**The exercise**
Copy out word for word the lines of the entries below, starting with the line that contains "Step 1: review the image. Step 2: locate white button-up" and going on through the line that contains "[197,502,232,526]". Include both of those lines.

-- START OF Input material --

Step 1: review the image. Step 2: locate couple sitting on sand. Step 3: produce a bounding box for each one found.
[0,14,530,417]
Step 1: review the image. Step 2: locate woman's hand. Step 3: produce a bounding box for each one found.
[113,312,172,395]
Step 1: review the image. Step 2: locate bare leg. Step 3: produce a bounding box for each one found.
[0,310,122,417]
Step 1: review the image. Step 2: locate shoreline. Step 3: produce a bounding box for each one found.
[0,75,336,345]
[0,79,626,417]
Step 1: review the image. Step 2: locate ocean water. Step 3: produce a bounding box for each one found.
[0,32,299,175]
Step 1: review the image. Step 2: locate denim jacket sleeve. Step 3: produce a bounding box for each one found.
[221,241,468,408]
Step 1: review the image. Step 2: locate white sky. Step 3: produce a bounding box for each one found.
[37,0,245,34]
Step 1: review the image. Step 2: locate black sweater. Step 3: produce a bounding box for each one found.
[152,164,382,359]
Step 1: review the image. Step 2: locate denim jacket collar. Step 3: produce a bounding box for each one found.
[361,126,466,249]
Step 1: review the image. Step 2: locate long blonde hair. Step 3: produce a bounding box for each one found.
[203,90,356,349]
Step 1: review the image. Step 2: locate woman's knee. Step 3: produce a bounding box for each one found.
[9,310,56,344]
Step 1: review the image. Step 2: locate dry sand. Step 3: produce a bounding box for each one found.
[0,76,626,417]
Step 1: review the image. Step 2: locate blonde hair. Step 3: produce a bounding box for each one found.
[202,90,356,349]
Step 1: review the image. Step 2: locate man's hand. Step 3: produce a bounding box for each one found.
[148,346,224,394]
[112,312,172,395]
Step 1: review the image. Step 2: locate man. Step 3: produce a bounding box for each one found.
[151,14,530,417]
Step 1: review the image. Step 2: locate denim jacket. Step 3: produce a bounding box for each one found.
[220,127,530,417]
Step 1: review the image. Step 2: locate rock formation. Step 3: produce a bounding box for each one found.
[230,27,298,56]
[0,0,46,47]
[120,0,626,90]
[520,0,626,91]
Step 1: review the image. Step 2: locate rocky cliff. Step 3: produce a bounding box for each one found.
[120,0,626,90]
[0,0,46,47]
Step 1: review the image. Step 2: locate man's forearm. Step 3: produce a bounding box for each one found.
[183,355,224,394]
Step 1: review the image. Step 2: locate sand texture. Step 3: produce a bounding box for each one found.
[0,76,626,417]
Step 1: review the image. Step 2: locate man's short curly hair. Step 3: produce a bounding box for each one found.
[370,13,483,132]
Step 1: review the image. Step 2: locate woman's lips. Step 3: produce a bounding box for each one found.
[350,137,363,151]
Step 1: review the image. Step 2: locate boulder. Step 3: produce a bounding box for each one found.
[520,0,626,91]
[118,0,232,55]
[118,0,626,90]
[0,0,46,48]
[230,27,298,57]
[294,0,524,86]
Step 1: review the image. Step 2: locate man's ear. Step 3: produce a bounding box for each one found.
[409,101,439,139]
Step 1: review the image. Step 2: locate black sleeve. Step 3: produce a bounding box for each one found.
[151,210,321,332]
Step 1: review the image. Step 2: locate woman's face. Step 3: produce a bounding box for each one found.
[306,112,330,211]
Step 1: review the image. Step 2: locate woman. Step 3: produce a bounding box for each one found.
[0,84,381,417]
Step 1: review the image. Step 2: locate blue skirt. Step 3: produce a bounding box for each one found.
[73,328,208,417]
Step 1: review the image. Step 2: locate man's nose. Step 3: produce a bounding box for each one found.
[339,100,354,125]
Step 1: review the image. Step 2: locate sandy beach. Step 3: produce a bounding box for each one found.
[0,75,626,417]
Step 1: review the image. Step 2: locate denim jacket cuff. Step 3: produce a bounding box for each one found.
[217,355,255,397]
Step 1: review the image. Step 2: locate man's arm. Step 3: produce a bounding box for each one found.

-- END OF Input material --
-- START OF Input material --

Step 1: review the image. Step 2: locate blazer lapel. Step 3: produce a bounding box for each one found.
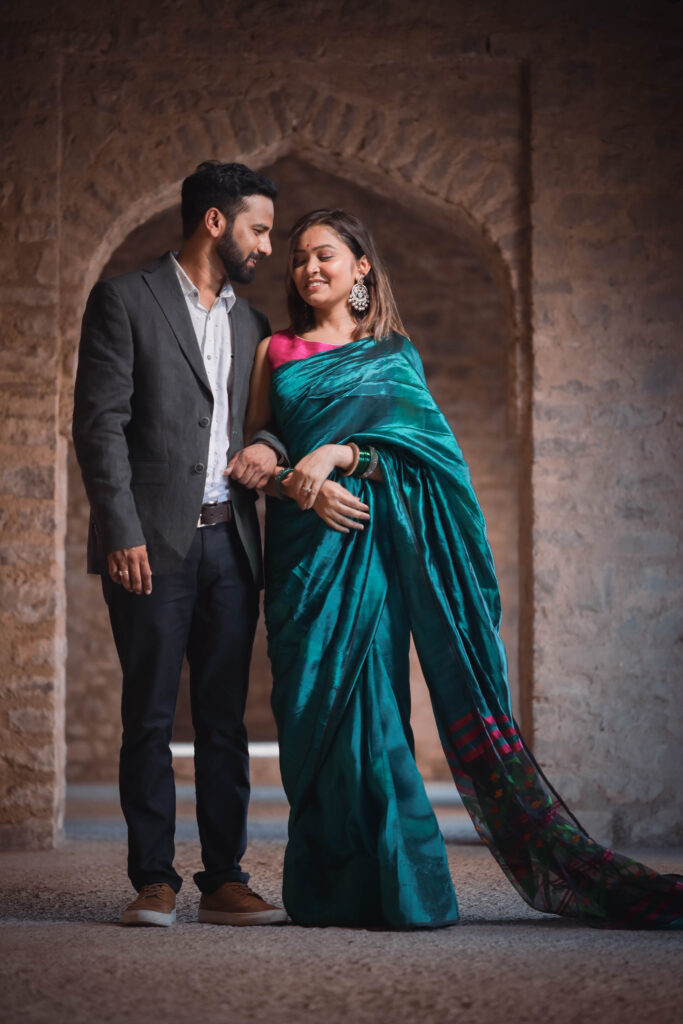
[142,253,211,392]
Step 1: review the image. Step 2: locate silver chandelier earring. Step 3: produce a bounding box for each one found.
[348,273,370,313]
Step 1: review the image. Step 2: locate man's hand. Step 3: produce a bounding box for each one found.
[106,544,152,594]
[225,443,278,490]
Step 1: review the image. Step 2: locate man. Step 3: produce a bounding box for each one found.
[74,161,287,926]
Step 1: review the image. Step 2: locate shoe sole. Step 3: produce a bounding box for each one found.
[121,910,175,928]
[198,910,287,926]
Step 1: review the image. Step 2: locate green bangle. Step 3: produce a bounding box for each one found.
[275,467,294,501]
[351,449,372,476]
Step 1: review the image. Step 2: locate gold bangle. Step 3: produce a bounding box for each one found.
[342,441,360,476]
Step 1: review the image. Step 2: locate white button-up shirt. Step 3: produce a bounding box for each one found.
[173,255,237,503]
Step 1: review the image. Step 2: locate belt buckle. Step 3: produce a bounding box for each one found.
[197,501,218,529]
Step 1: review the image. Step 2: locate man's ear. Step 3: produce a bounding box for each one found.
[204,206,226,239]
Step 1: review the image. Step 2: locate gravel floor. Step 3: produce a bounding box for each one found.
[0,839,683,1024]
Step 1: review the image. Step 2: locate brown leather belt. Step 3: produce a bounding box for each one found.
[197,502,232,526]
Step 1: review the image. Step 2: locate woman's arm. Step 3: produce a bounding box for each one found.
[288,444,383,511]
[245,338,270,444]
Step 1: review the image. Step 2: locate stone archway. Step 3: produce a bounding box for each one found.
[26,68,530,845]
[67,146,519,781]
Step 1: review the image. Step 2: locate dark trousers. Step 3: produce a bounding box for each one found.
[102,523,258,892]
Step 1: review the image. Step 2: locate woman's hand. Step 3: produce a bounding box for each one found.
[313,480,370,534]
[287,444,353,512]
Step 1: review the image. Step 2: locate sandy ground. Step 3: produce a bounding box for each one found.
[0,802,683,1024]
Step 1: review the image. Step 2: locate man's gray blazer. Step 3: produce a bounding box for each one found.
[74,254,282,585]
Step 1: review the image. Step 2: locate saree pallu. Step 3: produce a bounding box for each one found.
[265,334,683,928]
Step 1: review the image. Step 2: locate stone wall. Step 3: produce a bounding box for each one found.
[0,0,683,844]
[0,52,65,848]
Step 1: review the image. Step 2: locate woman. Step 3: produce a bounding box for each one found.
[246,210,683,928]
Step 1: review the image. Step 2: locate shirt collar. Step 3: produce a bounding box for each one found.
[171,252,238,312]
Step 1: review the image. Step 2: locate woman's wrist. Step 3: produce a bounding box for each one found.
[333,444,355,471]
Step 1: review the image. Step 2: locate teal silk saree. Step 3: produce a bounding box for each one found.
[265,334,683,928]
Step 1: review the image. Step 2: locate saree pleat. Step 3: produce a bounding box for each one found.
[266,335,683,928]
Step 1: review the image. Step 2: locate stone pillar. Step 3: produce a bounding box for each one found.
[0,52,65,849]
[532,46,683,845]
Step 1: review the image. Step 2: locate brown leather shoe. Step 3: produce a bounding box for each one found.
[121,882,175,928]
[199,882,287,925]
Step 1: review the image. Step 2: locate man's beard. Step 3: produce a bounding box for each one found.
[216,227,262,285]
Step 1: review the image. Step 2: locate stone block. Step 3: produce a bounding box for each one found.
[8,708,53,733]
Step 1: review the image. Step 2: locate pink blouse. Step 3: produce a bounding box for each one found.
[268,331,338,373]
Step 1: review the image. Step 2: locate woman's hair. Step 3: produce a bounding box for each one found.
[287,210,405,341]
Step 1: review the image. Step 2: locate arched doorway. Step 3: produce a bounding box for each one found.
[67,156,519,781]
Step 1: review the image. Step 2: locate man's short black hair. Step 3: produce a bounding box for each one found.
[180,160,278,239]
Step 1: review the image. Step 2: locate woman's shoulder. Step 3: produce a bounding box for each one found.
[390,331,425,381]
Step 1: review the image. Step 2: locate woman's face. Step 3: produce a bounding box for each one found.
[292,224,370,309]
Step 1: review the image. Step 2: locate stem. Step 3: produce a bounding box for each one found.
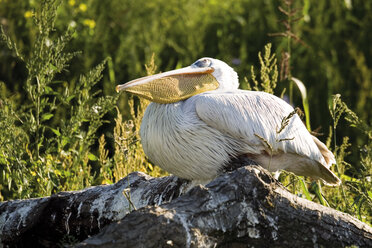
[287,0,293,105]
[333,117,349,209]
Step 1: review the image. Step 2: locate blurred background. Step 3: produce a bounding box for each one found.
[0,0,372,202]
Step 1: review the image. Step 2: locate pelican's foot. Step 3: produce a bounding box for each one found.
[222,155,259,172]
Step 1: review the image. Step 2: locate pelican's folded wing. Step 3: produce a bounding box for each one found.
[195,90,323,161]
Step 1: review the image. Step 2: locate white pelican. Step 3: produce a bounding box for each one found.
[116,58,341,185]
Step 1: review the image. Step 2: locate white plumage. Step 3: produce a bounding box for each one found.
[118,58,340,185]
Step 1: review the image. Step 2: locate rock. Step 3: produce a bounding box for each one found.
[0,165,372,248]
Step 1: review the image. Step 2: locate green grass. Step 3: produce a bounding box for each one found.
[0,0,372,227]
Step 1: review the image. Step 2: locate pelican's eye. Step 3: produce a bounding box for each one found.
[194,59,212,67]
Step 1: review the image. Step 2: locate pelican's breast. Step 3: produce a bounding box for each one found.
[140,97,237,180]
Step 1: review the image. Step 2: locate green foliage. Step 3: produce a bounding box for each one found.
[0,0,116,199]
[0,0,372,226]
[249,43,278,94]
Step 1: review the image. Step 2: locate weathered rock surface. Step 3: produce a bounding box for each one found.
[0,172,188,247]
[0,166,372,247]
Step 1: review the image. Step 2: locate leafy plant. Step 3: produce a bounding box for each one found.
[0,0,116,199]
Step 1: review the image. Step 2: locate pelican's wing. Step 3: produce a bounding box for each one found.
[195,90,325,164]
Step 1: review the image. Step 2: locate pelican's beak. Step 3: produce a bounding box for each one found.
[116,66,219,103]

-- END OF Input material --

**The completed task**
Step 1: review the image. Step 2: locate white button-up shirt. Step 3: produce a bounding box for each one found.
[173,255,237,503]
Step 1: review the image. Step 2: locate belt buckle. Step 3: produce a bounding box for each one found.
[197,501,218,529]
Step 1: review the image. Step 2: locate man's ear. Step 3: produce a bounding box for each one found.
[204,206,226,239]
Step 1: review the image. Step 2: locate gravel floor. Step 3: produce a bounding box for each one found.
[0,839,683,1024]
Step 1: review the image. Step 2: locate brown leather belt. Step 3: produce a bounding box for each one found.
[197,502,232,526]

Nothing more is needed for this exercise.